-------- Source information --------

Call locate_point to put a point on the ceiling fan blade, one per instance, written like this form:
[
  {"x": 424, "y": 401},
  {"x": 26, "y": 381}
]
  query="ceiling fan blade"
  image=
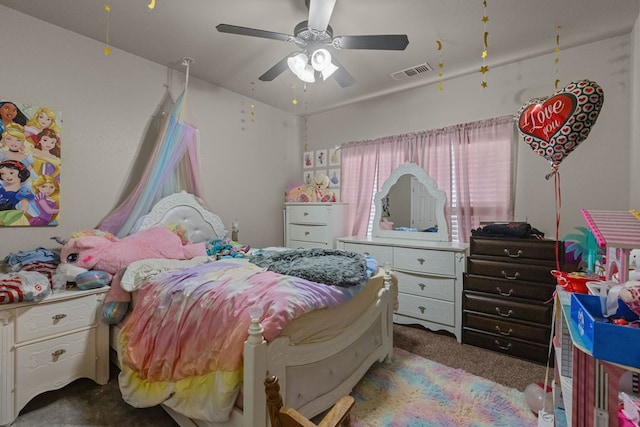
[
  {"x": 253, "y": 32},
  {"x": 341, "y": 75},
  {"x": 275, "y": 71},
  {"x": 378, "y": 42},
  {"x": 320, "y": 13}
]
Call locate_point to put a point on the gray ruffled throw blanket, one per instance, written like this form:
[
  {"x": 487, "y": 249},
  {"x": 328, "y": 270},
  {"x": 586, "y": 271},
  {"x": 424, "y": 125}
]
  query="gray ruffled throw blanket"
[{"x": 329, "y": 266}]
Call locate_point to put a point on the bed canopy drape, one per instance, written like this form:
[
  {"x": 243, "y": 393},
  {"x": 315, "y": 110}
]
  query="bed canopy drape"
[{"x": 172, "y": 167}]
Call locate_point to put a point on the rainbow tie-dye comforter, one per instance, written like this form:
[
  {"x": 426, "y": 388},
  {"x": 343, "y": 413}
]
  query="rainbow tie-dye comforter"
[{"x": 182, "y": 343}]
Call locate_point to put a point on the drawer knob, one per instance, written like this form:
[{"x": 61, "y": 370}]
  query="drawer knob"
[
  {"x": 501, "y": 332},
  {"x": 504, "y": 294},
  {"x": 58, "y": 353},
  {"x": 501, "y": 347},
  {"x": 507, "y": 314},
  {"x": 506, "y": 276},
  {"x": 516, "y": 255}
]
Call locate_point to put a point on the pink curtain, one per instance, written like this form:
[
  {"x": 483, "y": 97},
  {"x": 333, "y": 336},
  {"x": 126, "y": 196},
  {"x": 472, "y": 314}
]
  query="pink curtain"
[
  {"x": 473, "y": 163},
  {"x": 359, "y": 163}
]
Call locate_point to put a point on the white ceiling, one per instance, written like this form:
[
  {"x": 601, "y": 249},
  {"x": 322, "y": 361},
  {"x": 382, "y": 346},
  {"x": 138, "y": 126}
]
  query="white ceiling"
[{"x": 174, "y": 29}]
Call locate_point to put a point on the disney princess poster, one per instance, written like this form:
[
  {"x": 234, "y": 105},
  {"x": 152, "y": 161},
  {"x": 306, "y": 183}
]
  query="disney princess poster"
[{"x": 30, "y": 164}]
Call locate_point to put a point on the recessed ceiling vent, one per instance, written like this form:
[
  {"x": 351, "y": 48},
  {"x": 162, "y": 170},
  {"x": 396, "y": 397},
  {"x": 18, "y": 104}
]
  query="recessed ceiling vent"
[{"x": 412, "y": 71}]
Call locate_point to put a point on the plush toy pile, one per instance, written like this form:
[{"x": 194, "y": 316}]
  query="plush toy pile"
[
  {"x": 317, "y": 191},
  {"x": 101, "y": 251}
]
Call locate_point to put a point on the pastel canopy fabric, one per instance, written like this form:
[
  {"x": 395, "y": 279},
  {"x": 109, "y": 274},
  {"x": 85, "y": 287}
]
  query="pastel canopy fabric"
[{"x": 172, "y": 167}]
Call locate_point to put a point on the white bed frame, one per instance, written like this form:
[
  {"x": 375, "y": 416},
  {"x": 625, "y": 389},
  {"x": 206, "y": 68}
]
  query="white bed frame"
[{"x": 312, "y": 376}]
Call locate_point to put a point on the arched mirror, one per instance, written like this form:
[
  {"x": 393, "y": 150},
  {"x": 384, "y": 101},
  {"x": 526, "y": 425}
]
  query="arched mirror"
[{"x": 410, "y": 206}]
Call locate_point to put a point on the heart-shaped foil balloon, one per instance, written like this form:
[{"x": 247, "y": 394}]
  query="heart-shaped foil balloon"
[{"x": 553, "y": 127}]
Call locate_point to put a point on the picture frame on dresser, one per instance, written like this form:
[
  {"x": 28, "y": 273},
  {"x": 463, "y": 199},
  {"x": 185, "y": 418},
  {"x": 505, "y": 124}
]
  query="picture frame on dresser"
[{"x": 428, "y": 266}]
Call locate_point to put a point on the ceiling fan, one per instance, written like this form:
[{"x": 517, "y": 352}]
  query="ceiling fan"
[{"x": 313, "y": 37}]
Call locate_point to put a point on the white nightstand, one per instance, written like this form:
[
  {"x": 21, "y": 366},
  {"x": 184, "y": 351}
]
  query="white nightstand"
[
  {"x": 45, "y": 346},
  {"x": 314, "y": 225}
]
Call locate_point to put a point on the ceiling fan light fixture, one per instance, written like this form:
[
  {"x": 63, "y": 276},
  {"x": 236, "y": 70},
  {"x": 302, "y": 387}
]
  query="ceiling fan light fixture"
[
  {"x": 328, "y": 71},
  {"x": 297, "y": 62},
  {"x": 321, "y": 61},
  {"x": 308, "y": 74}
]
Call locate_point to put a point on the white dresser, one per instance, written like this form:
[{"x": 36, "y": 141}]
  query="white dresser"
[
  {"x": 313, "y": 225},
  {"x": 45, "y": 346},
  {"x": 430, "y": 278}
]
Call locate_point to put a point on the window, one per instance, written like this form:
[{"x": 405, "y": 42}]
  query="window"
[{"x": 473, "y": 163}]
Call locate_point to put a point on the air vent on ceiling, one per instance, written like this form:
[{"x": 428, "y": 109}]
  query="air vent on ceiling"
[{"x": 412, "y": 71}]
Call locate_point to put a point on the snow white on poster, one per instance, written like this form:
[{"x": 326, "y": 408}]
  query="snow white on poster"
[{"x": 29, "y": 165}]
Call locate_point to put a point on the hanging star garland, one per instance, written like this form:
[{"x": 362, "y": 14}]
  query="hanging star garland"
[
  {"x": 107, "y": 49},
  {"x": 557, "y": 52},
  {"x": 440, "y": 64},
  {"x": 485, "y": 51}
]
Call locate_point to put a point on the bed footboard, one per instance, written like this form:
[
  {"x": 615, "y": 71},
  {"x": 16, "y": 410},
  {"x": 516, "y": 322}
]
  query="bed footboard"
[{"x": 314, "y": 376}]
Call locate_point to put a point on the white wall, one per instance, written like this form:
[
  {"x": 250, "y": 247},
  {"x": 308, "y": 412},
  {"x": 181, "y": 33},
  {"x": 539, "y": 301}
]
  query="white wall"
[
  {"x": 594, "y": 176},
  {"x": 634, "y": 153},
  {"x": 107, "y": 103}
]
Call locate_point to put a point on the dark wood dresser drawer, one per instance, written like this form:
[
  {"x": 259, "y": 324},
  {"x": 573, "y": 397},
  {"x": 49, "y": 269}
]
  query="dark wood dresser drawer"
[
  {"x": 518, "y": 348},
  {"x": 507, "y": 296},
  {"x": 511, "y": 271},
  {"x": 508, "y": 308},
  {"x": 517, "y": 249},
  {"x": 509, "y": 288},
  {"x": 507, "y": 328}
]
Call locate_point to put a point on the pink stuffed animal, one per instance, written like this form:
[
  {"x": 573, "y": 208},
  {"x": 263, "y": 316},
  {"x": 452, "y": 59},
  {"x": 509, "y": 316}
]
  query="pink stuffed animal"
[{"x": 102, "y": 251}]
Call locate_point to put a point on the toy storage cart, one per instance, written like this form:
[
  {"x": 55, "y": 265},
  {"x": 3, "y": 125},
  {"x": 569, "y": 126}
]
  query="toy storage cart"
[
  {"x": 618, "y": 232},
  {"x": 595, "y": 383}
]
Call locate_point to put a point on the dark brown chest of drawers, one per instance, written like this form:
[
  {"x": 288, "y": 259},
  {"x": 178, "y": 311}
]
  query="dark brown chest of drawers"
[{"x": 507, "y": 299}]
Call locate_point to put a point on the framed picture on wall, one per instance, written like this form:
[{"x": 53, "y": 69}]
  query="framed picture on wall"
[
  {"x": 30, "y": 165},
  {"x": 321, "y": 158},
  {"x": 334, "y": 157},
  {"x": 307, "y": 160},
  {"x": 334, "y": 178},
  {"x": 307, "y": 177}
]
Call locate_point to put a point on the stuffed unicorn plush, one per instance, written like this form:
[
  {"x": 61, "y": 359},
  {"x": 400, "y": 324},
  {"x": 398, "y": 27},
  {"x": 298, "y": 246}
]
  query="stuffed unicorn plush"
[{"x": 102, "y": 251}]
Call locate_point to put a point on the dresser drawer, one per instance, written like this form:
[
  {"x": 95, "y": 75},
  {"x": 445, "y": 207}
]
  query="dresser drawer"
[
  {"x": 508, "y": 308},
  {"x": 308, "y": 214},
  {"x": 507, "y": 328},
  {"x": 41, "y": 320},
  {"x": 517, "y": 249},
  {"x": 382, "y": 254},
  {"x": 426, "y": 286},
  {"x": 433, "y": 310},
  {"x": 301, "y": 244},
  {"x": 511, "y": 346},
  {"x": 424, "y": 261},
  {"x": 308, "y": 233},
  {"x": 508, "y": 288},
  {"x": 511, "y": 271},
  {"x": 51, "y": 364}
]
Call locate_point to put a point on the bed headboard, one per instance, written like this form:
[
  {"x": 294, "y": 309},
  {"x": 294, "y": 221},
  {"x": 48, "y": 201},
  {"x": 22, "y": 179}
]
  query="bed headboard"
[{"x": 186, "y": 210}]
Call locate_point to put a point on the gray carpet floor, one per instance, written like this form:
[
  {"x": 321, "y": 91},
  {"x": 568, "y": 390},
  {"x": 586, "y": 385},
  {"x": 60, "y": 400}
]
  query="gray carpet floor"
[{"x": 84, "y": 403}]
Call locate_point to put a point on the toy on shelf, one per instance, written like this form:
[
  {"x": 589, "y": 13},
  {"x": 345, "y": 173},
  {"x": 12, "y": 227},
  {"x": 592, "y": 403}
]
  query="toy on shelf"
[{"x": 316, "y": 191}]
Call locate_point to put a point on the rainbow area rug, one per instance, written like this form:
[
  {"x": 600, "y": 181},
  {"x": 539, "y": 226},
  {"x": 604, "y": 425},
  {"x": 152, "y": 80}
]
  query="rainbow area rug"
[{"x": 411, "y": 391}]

--------

Exercise
Find the lines above that contain the word "blade" and collect them.

Solution to this problem
Call locate_point to put a point on the ceiling fan blade, one per instance, written like this form:
  query="ceiling fan blade"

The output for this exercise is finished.